- Source text
——

How would you sum up your best friend in 3 words?*


----------



## Grandi Floras (Oct 20, 2008)

Grandi Floras said:


> *NEXT QUESTION;
> How would you sum up your best friend in 3 words?*




I don't have a close friend, so I can't answer that one.

*NEXT QUESTION;

When does an online friend become a real life friend? When you meet in person? Or is it possible to consider an online friend a real life friend too, even if you will never meet each other in person?*


----------



## Grandi Floras (Oct 21, 2008)

Grandi Floras said:


> *NEXT QUESTION;
> When does an online friend become a real life friend? When you meet in person? Or is it possible to consider an online friend a real life friend too, even if you will never meet each other in person?*




I have an online friend that I have been chatting with every morning for the past four years, yes, you can be friends with someone that you have never met.

*NEXT QUESTION;

As far as finding a new friend, not romance, what are you drawn to more; charisma, curiosity, character, charm, confidence?*


----------



## mariac1966 (Oct 21, 2008)

Grandi Floras said:


> *NEXT QUESTION;
> 
> When does an online friend become a real life friend? When you meet in person? Or is it possible to consider an online friend a real life friend too, even if you will never meet each other in person?*




I have been chatting with a man who lives in California for over a year and consider him a friend, even though we have never met in person. I think you just get a feeling of who is a friend whether online or in person.

——

- Records

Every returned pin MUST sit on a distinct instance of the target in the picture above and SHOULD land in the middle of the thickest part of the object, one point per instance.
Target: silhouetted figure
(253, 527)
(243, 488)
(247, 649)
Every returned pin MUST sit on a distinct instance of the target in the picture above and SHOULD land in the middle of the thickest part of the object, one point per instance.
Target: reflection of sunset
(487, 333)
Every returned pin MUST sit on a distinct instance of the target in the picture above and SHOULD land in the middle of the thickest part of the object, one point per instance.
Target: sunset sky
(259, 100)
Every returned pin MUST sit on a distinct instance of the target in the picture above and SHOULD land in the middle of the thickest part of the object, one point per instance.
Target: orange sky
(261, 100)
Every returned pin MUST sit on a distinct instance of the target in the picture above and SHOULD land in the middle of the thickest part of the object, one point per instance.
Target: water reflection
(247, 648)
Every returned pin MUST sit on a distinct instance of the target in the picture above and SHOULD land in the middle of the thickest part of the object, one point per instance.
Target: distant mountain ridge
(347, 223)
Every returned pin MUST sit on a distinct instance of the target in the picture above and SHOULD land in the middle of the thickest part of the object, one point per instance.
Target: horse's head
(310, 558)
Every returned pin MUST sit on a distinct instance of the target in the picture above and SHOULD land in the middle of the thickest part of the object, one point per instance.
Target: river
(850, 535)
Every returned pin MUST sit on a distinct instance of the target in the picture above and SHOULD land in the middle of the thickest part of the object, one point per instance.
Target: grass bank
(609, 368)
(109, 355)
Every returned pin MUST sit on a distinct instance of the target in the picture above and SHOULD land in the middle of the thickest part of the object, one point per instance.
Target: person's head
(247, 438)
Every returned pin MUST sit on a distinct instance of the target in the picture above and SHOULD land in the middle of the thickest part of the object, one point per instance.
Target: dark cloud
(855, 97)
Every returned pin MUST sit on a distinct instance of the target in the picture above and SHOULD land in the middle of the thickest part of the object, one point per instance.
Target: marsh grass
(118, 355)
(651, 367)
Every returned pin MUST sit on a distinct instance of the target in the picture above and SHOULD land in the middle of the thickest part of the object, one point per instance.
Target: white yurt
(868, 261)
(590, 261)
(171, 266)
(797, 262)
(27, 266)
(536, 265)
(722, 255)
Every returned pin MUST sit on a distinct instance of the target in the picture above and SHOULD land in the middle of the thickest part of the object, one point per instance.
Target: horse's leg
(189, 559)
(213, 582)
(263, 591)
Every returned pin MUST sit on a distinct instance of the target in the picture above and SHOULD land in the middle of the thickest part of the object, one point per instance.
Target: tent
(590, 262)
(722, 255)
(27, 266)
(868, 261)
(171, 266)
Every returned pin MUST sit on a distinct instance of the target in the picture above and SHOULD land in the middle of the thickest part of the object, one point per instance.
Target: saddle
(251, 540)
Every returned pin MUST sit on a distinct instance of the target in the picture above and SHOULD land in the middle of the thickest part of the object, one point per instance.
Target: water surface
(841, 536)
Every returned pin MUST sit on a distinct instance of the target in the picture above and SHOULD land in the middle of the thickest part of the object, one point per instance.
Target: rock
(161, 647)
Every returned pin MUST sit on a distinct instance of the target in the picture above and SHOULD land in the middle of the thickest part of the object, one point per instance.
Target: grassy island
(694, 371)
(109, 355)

——

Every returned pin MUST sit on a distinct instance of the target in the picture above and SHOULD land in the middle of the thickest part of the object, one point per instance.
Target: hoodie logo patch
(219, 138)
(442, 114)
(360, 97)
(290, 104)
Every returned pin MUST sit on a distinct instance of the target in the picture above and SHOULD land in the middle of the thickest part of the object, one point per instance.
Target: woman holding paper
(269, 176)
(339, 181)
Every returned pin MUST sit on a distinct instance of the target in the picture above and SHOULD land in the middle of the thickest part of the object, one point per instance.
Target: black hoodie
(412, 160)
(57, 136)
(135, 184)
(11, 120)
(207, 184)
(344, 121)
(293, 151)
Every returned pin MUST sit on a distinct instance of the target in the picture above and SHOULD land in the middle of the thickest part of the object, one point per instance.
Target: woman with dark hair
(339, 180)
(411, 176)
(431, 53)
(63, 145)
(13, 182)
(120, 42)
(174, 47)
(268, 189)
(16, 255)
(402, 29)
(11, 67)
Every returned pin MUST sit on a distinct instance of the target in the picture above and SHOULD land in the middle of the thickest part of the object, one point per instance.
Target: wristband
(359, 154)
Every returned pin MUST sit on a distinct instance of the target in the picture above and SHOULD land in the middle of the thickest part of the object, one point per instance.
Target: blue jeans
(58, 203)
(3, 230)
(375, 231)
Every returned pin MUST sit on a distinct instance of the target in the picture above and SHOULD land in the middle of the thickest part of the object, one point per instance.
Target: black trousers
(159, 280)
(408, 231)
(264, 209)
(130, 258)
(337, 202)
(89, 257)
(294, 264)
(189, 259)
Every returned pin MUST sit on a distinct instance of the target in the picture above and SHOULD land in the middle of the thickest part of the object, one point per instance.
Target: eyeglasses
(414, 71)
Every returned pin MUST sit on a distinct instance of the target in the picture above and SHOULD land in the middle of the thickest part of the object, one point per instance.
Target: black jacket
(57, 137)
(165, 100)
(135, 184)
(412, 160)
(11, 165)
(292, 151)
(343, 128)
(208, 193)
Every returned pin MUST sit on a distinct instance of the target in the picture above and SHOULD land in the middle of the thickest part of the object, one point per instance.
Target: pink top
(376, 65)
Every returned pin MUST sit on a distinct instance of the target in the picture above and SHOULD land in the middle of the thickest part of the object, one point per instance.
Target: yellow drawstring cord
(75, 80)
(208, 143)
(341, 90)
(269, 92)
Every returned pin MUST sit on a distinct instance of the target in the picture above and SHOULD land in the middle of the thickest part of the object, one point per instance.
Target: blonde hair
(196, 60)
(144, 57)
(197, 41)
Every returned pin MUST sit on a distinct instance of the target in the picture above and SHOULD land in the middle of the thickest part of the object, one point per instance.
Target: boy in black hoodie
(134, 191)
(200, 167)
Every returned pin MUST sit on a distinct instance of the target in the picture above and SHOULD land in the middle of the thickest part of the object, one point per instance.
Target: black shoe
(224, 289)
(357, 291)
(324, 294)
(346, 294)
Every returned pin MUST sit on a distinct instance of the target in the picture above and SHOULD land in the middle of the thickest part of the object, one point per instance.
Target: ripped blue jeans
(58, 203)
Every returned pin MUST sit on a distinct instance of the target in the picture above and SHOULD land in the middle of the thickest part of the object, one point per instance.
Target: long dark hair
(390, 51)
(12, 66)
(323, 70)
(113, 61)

——

Transcribe part of the friendship thread, beginning at the words "## mariac1966 (Oct" and stopping after the words "or in person.". The rows are separate material and have nothing to do with the friendship thread.

- Task solution
## mariac1966 (Oct 21, 2008)

Grandi Floras said:


> *NEXT QUESTION;
> 
> When does an online friend become a real life friend? When you meet in person? Or is it possible to consider an online friend a real life friend too, even if you will never meet each other in person?*




I have been chatting with a man who lives in California for over a year and consider him a friend, even though we have never met in person. I think you just get a feeling of who is a friend whether online or in person.